### SHORT TASK
Duplicate everything in the material below, from the line containing "find the hillside" down to the very end, including that first line and the last line.
## Start INPUT DATA
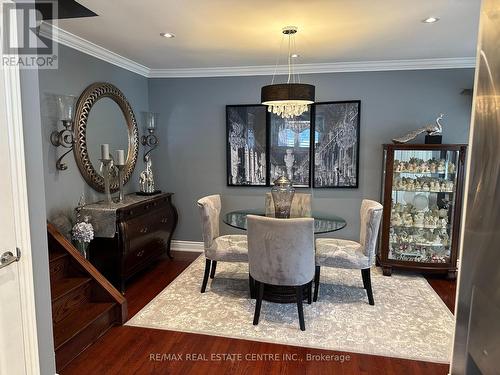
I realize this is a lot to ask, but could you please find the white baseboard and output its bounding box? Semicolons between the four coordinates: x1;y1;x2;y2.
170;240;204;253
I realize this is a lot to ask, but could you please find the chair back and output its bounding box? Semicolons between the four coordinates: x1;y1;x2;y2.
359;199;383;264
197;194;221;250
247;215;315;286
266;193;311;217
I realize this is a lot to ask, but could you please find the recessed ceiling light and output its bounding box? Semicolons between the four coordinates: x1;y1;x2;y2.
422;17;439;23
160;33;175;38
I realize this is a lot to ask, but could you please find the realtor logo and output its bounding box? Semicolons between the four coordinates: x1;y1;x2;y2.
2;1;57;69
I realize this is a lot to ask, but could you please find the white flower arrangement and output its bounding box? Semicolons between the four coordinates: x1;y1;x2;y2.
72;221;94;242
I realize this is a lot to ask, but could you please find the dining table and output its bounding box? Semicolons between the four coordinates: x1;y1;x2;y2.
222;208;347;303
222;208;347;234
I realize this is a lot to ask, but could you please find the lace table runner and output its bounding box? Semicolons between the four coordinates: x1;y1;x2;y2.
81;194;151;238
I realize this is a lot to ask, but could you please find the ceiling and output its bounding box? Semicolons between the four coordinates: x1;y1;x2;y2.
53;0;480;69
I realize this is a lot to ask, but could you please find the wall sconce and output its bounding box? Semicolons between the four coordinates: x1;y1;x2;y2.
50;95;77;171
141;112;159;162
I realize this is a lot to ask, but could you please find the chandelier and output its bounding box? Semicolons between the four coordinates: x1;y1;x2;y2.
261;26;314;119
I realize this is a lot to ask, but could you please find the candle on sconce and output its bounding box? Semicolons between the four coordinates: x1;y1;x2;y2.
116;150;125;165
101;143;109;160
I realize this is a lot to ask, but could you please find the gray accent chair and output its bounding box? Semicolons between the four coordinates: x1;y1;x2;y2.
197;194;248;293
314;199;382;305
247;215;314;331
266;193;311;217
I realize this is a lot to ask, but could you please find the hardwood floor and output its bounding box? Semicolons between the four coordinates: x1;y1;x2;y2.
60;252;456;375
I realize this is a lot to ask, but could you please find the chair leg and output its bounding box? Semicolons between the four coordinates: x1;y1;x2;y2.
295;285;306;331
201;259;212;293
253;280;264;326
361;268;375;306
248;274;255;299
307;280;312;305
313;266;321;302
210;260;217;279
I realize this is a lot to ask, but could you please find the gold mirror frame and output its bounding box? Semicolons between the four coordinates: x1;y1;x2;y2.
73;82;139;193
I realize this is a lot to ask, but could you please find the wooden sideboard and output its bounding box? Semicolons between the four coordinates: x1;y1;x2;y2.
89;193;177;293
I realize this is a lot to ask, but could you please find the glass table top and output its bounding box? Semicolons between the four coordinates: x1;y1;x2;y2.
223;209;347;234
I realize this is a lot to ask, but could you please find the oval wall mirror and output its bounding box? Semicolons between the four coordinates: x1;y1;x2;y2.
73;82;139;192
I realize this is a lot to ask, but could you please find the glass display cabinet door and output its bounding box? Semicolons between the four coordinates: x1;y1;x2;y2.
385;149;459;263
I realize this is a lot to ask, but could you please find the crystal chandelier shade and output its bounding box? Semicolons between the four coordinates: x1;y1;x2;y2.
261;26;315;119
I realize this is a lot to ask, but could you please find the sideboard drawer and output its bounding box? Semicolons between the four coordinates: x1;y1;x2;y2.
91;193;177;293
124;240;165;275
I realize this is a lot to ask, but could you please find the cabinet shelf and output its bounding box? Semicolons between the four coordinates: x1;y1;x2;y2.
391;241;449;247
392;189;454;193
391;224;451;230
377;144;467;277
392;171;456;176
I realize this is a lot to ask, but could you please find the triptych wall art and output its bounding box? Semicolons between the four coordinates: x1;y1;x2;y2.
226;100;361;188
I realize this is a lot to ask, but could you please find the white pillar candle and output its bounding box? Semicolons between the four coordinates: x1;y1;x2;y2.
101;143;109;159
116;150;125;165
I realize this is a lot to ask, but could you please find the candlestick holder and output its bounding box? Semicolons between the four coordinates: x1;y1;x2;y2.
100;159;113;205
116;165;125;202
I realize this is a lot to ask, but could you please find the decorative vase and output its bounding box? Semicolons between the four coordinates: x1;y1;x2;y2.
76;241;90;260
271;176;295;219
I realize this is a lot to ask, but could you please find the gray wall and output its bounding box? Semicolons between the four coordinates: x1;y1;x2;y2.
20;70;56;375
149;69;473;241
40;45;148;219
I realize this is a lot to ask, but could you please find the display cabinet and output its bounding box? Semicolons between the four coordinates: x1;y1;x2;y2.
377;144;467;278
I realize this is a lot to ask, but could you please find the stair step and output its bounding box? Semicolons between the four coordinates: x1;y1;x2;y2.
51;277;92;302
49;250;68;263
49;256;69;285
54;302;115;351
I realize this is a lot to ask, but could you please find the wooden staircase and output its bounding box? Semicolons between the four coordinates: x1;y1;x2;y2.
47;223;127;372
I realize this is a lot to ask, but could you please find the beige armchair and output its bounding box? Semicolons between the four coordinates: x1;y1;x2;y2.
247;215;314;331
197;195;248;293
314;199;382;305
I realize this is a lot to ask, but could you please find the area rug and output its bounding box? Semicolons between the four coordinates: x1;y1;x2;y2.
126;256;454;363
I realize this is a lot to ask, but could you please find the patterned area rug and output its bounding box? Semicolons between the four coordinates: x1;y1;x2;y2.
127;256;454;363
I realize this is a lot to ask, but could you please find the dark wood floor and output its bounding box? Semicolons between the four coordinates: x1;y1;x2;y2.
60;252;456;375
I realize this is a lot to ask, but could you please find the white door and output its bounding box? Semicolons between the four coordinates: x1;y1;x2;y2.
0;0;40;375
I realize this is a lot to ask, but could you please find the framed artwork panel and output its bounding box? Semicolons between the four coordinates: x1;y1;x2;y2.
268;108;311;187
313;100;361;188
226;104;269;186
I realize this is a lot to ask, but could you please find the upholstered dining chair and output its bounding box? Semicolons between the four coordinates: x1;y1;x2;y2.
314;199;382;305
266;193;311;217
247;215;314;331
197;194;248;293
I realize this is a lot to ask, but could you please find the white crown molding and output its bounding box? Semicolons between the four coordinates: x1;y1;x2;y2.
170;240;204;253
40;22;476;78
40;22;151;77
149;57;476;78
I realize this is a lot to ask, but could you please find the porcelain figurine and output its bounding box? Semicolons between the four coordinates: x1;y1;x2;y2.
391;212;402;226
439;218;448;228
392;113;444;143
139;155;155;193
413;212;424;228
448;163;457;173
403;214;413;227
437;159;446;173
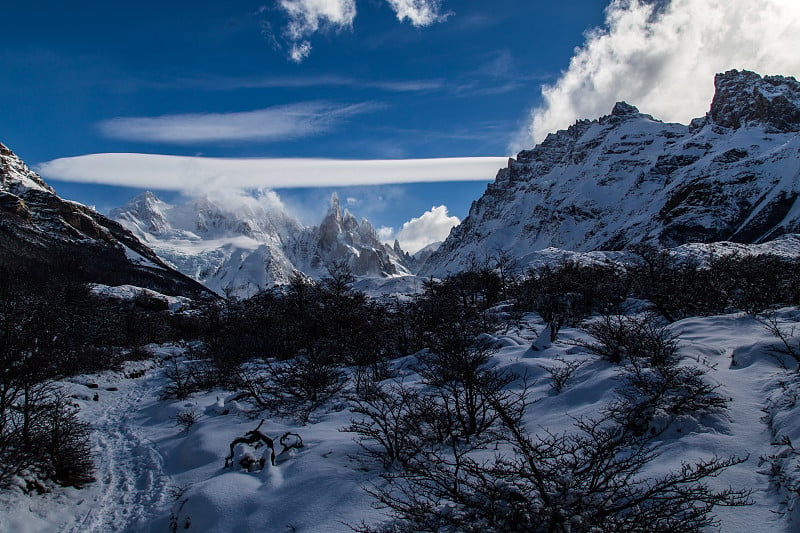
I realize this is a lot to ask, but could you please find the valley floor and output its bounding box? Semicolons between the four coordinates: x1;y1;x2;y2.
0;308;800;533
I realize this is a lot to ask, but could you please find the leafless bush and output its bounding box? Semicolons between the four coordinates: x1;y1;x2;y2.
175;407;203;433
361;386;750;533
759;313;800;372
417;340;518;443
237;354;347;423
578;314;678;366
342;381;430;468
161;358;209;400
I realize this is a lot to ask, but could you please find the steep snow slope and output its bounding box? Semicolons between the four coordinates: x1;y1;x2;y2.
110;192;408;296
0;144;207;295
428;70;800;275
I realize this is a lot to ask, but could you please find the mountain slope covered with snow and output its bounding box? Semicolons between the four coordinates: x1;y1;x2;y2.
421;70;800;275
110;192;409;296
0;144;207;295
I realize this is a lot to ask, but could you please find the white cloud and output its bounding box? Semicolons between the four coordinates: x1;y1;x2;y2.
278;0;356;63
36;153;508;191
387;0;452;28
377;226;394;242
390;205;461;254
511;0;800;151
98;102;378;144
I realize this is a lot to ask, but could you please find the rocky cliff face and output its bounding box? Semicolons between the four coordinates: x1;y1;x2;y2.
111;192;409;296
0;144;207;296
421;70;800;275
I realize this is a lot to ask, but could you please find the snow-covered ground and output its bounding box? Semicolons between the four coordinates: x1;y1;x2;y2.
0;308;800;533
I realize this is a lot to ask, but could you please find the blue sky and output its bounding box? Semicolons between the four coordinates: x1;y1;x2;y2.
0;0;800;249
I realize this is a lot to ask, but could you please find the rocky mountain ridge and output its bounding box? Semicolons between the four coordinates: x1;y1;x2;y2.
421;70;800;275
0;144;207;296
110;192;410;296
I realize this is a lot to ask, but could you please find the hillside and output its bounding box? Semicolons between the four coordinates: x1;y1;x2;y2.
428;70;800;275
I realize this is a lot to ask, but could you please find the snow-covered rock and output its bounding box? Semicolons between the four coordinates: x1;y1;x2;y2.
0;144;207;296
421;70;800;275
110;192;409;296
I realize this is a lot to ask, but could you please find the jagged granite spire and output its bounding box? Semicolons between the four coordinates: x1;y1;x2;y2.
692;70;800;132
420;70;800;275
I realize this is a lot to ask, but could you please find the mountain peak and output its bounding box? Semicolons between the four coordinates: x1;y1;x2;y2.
## End INPUT DATA
### IN RESPONSE
I realize this is a lot to ask, but could you please find the hillside and output its bounding box? Semicolons between the four coordinates: x1;y1;x2;y2.
428;70;800;275
I realize this is a lot to ask, but could you please find the snow-covered rock and output its bounding box? Semicolons between the four coordinates: x1;y1;x2;y2.
0;144;207;296
421;70;800;275
110;192;409;296
I realize this is a lot to ask, but could you please find the jagged granite spire and output its bounding box? Semicolons between the four coordinates: x1;y1;x2;y2.
692;70;800;132
420;70;800;275
I realize this is a lot to ask, but could you please find the mountain peak and output its bounding box? Semicolons between the four coordinates: x1;y1;x2;y2.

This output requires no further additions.